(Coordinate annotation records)
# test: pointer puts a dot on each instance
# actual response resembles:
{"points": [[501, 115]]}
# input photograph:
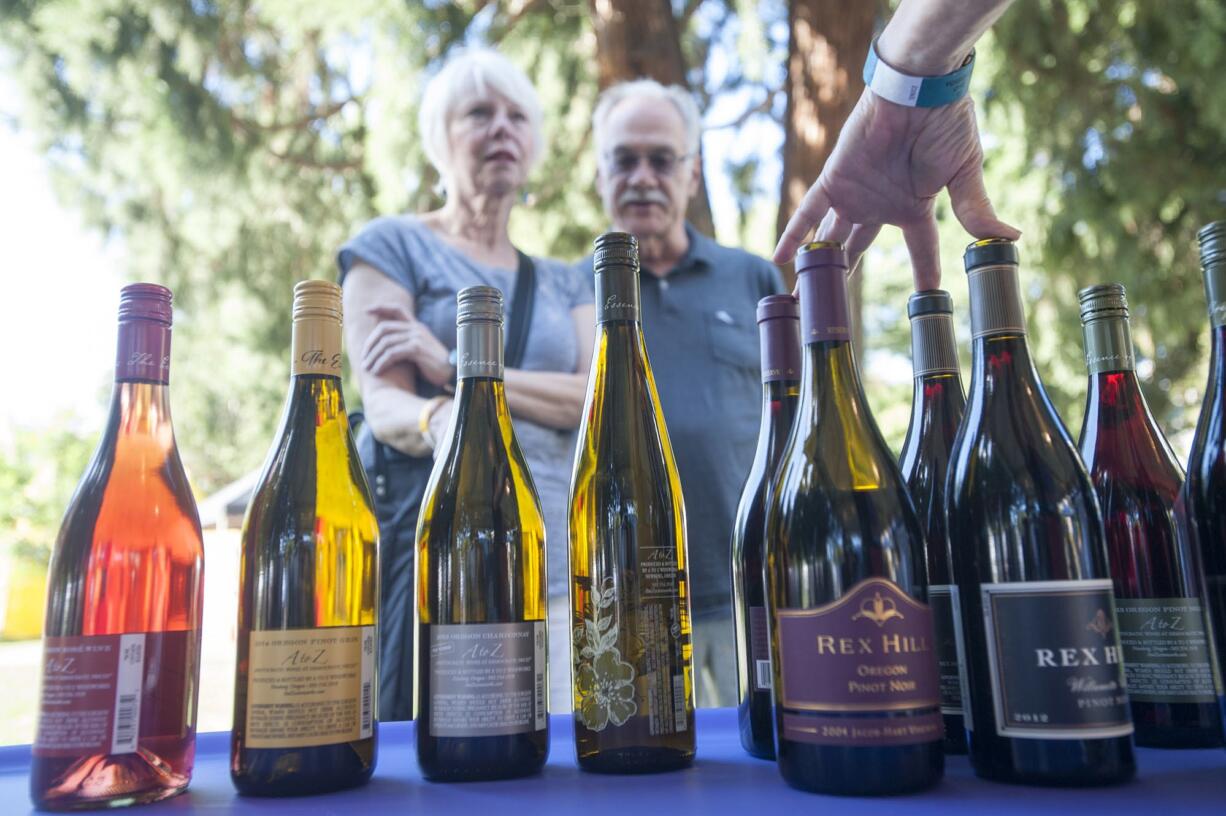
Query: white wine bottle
{"points": [[629, 597], [304, 717], [482, 689]]}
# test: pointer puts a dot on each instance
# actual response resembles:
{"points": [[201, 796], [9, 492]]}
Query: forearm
{"points": [[933, 37], [549, 398], [394, 414]]}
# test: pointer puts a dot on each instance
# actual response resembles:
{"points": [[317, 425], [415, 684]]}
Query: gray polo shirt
{"points": [[700, 327]]}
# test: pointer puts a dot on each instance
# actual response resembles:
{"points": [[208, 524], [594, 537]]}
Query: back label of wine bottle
{"points": [[310, 686], [1054, 659], [943, 599], [760, 645], [487, 679], [871, 651], [1166, 649], [92, 698]]}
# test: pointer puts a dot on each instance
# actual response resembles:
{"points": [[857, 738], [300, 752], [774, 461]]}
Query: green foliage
{"points": [[1123, 120], [38, 473], [234, 147]]}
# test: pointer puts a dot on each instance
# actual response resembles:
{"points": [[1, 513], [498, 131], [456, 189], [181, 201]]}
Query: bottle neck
{"points": [[779, 409], [933, 349], [617, 294], [1215, 292], [1108, 344], [479, 351], [144, 352]]}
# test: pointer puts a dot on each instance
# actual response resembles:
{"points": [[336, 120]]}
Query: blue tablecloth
{"points": [[722, 781]]}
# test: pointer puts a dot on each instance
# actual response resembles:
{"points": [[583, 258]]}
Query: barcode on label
{"points": [[761, 668], [125, 723], [542, 708], [129, 678], [367, 708], [679, 702]]}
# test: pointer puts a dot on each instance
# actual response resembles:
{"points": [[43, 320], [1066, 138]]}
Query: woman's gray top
{"points": [[412, 255]]}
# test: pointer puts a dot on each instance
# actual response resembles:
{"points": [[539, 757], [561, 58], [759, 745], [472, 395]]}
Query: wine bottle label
{"points": [[1166, 651], [103, 694], [310, 686], [617, 294], [943, 600], [824, 305], [611, 687], [316, 347], [869, 652], [478, 351], [1054, 659], [144, 352], [487, 679], [759, 648]]}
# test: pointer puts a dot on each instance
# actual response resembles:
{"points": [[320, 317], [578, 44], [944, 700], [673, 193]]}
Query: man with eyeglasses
{"points": [[699, 324]]}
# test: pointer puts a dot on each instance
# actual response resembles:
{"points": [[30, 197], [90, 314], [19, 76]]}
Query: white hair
{"points": [[679, 97], [465, 75]]}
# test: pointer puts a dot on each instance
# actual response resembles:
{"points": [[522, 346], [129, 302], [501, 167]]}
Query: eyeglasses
{"points": [[662, 163]]}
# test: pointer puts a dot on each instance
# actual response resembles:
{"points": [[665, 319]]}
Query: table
{"points": [[722, 781]]}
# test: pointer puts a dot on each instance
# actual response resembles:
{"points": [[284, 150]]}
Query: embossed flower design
{"points": [[606, 689]]}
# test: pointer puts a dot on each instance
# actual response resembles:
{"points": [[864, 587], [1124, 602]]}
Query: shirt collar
{"points": [[699, 255]]}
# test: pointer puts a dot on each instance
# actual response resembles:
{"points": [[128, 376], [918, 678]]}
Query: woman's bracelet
{"points": [[424, 417]]}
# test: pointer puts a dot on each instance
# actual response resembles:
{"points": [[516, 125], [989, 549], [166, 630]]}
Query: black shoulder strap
{"points": [[521, 311]]}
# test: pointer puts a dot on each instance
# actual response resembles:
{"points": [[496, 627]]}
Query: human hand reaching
{"points": [[400, 338], [887, 168]]}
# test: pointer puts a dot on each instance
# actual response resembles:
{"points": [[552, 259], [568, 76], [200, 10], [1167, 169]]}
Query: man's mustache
{"points": [[641, 196]]}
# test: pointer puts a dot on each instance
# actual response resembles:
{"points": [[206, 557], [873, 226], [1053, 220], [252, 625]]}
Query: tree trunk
{"points": [[638, 39], [825, 55]]}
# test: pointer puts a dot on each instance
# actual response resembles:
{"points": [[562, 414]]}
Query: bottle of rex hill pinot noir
{"points": [[1045, 676]]}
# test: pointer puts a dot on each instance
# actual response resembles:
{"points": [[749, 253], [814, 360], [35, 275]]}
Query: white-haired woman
{"points": [[481, 128]]}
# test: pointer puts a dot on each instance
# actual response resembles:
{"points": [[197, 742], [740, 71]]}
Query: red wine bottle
{"points": [[1168, 659], [117, 721], [779, 326], [1205, 488], [936, 413], [1046, 684], [857, 697]]}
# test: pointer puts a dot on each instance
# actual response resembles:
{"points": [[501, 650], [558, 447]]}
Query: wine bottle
{"points": [[1205, 488], [482, 708], [117, 719], [630, 602], [936, 413], [780, 348], [1047, 701], [857, 697], [1168, 661], [304, 717]]}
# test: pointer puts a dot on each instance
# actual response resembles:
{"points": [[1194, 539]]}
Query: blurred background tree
{"points": [[233, 146]]}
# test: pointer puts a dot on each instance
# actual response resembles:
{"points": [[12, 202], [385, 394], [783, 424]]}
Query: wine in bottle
{"points": [[629, 598], [936, 413], [117, 719], [1205, 489], [857, 696], [482, 708], [304, 718], [1047, 701], [780, 348], [1168, 661]]}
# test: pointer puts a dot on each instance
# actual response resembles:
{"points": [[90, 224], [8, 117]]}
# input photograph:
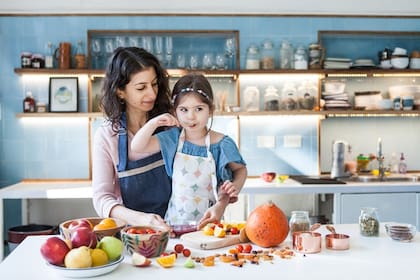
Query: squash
{"points": [[267, 225]]}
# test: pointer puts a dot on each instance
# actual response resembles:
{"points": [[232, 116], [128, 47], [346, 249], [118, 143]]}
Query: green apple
{"points": [[112, 246], [78, 258]]}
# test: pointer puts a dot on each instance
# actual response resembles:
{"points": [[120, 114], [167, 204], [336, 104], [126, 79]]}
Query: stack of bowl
{"points": [[400, 232]]}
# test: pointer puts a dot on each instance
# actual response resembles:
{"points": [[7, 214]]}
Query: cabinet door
{"points": [[397, 207]]}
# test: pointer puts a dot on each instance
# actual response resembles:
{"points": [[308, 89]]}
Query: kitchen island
{"points": [[253, 186], [368, 258]]}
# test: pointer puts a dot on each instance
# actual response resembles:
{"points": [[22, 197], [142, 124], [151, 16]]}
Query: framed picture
{"points": [[64, 94]]}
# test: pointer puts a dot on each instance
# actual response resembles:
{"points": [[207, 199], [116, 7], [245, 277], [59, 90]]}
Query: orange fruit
{"points": [[99, 257], [166, 261], [106, 223]]}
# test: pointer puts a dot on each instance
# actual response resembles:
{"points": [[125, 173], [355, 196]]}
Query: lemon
{"points": [[166, 261], [219, 232], [99, 257], [106, 223]]}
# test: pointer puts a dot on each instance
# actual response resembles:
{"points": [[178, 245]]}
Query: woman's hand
{"points": [[165, 120]]}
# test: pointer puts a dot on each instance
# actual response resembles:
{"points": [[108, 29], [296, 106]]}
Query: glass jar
{"points": [[288, 97], [369, 222], [267, 55], [286, 55], [252, 58], [271, 99], [299, 221], [301, 59], [25, 60]]}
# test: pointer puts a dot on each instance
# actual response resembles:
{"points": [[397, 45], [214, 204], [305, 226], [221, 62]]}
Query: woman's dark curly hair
{"points": [[124, 63]]}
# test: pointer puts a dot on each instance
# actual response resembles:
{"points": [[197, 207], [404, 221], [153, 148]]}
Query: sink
{"points": [[371, 179]]}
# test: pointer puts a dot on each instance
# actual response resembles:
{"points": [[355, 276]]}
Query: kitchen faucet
{"points": [[380, 159]]}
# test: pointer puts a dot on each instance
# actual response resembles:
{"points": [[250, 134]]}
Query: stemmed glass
{"points": [[230, 51], [159, 48], [169, 50], [96, 48]]}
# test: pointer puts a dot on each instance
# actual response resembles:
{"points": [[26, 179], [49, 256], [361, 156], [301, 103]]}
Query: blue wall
{"points": [[58, 149]]}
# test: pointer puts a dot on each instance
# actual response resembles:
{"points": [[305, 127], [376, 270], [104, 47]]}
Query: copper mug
{"points": [[63, 55]]}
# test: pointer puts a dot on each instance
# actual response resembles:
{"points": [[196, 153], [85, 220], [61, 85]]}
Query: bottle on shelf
{"points": [[402, 165], [79, 57], [49, 56], [29, 103]]}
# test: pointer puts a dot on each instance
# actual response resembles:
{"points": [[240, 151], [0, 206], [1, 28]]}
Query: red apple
{"points": [[79, 223], [54, 249], [83, 236]]}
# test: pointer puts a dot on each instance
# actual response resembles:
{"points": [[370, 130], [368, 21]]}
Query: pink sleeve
{"points": [[105, 186]]}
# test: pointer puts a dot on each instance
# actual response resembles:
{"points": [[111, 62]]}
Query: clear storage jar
{"points": [[252, 58], [267, 55], [369, 222], [299, 221]]}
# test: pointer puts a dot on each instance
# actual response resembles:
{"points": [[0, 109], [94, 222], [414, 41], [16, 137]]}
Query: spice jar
{"points": [[299, 221], [252, 58], [286, 55], [267, 55], [271, 99], [369, 222]]}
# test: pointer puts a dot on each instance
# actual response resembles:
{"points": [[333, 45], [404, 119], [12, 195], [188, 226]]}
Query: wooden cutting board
{"points": [[199, 240]]}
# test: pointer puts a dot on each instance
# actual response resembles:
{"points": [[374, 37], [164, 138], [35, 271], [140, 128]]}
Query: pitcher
{"points": [[63, 55]]}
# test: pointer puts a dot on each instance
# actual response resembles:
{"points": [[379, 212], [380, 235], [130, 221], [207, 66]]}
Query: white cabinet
{"points": [[397, 207]]}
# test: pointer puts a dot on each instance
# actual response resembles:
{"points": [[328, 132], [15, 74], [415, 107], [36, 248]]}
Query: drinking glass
{"points": [[169, 50], [147, 43], [96, 47], [159, 48]]}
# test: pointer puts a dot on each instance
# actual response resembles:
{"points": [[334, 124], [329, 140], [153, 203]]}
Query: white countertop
{"points": [[368, 258]]}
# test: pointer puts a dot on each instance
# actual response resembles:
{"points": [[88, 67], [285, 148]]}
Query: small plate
{"points": [[86, 272]]}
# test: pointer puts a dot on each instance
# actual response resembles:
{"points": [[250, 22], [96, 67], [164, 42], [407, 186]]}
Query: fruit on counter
{"points": [[219, 231], [54, 250], [78, 258], [112, 246], [99, 257], [83, 236], [268, 176], [189, 263], [140, 260], [166, 261], [105, 223], [267, 225], [80, 223]]}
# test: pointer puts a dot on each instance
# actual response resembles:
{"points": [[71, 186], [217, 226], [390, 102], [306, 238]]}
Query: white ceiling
{"points": [[233, 7]]}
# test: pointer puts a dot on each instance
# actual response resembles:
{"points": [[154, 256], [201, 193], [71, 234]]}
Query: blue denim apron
{"points": [[145, 185]]}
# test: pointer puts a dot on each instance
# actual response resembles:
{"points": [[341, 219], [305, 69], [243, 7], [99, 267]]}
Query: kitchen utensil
{"points": [[400, 232], [199, 240], [150, 245], [306, 242], [337, 241]]}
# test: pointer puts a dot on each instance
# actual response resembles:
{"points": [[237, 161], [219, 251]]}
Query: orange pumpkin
{"points": [[267, 225]]}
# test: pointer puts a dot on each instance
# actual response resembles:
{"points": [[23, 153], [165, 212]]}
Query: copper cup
{"points": [[63, 55], [307, 242]]}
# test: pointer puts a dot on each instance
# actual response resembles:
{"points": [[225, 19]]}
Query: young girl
{"points": [[206, 167]]}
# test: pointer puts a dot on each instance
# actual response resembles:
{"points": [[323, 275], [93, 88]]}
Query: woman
{"points": [[129, 185]]}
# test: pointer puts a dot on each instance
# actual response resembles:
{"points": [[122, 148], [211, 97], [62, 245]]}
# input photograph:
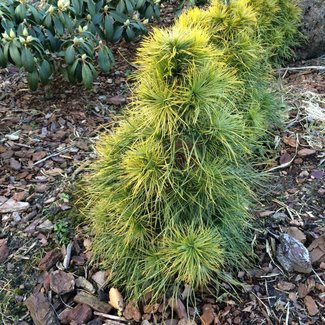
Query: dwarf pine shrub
{"points": [[168, 196], [70, 37]]}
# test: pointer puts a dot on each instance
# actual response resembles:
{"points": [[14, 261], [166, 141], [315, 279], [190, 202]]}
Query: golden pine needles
{"points": [[169, 194]]}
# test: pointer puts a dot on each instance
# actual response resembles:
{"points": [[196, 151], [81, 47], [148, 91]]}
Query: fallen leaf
{"points": [[4, 252], [208, 314], [316, 250], [15, 164], [285, 286], [302, 290], [306, 152], [132, 311], [54, 172], [116, 100], [285, 158], [311, 306], [61, 282], [266, 213], [290, 141]]}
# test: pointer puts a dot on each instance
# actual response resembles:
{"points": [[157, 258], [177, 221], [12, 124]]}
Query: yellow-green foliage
{"points": [[168, 197], [278, 21]]}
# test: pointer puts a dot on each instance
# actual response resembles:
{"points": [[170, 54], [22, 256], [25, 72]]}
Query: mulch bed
{"points": [[47, 138]]}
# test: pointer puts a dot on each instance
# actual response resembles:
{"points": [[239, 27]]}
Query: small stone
{"points": [[171, 322], [79, 315], [317, 250], [306, 152], [304, 174], [208, 314], [285, 158], [96, 321], [298, 161], [151, 309], [285, 286], [132, 312], [279, 217], [293, 255], [93, 302], [266, 213], [46, 226], [13, 206], [40, 310], [83, 283], [116, 299], [302, 290], [61, 282], [100, 278], [39, 155], [15, 164], [50, 259], [12, 137], [317, 174], [185, 321]]}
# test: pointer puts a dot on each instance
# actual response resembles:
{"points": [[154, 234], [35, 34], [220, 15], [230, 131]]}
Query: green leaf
{"points": [[58, 25], [129, 7], [27, 60], [37, 15], [70, 55], [48, 21], [87, 76], [130, 34], [97, 18], [3, 61], [120, 7], [149, 12], [15, 54], [76, 6], [117, 34], [104, 60], [32, 80], [139, 4]]}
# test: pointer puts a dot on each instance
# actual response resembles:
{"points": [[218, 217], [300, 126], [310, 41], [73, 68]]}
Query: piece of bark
{"points": [[61, 282], [50, 259], [297, 233], [312, 27], [79, 315], [40, 310], [311, 306], [93, 302], [208, 314], [13, 206], [317, 250], [179, 308]]}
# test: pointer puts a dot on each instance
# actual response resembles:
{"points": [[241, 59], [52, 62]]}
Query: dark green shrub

**Task instructions**
Find every line in the records above that contains the word "foliage", matching case exactly, and copy each of those lines.

**Response to this exercise**
Query: green foliage
Query: yellow-green foliage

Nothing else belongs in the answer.